> Prompt
There is one span to output from the data below: the lines starting at the line with "Wanted = one point per instance on the mf" and ending at the line with "x=125, y=706". Output it exactly, ends included, nothing more.

┄┄┄┄┄┄

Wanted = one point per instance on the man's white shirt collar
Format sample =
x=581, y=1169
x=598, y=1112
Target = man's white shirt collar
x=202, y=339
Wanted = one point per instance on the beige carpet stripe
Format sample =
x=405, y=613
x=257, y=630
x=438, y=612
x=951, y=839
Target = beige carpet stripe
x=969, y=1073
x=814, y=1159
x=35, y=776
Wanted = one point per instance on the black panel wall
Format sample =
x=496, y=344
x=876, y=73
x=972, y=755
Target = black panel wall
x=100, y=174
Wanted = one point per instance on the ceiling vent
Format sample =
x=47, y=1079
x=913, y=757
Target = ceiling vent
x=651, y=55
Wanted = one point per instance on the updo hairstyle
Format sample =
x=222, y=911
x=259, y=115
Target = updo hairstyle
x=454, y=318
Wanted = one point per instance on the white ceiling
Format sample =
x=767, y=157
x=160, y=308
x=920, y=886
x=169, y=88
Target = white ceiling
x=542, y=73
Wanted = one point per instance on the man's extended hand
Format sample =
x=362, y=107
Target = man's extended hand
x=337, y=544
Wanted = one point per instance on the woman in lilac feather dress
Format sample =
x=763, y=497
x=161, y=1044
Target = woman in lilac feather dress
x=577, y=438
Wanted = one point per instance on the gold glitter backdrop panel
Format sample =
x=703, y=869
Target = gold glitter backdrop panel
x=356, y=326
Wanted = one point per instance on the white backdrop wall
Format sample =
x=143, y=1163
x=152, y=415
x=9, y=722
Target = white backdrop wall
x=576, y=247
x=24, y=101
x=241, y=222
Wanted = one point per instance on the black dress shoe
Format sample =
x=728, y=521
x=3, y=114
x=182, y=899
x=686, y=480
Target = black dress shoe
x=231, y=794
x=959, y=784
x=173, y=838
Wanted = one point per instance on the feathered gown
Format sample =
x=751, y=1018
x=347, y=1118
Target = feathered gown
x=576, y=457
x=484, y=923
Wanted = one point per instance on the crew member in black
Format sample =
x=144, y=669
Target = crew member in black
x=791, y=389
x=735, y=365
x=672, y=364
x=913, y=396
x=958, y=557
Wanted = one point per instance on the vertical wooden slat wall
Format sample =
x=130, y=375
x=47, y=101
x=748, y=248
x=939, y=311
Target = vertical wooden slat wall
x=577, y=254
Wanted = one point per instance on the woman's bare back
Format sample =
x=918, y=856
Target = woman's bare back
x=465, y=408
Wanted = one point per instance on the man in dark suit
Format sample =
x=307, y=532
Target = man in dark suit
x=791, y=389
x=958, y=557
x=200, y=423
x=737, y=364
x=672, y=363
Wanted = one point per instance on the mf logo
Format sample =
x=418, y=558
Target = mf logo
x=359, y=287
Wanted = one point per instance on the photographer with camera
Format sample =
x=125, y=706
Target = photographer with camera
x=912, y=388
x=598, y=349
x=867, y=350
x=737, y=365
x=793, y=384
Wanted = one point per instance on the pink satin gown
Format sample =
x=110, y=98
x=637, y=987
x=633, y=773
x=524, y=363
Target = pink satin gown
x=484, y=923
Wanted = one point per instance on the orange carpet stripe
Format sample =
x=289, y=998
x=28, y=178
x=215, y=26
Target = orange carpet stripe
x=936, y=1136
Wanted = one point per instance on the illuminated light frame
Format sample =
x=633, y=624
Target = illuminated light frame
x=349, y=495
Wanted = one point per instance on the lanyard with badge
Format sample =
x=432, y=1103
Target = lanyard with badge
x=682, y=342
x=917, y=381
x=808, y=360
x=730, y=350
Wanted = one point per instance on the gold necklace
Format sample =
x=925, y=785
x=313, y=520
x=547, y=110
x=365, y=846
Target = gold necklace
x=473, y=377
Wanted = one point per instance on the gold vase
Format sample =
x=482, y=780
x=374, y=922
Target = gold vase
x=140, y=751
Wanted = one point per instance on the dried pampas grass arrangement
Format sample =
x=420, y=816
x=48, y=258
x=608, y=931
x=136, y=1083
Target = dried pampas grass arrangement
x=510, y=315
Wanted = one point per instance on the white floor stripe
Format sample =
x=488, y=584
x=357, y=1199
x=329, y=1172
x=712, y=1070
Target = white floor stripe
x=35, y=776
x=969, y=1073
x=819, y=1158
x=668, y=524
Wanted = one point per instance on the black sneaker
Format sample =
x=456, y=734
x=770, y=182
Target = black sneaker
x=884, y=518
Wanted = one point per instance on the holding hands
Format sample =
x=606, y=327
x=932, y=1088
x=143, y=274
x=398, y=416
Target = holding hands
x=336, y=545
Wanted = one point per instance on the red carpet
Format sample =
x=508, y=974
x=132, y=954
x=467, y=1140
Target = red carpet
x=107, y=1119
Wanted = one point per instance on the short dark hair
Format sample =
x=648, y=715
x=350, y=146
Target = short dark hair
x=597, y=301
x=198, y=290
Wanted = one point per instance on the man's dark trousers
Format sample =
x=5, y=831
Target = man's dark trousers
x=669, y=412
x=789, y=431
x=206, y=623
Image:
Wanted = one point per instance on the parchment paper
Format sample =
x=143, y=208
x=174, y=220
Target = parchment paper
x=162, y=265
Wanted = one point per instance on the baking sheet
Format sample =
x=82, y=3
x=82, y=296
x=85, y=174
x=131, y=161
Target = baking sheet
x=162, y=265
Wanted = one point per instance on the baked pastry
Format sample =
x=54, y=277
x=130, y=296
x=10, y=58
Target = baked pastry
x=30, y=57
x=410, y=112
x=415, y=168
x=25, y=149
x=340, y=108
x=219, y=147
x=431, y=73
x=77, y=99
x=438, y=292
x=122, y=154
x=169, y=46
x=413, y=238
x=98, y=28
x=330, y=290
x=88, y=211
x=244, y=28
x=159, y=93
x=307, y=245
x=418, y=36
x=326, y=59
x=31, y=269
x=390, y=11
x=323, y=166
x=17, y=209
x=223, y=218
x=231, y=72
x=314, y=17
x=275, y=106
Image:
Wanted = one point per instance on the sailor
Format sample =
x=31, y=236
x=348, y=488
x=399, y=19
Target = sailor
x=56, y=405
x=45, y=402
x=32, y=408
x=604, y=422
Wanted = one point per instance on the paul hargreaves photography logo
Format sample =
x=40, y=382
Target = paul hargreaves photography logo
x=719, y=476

┄┄┄┄┄┄

> Result of the exercise
Wanted = one point per instance on the mf logo
Format sample =
x=418, y=558
Target = mf logo
x=359, y=287
Wanted = one point per instance on the photographer with camera
Format sample =
x=125, y=706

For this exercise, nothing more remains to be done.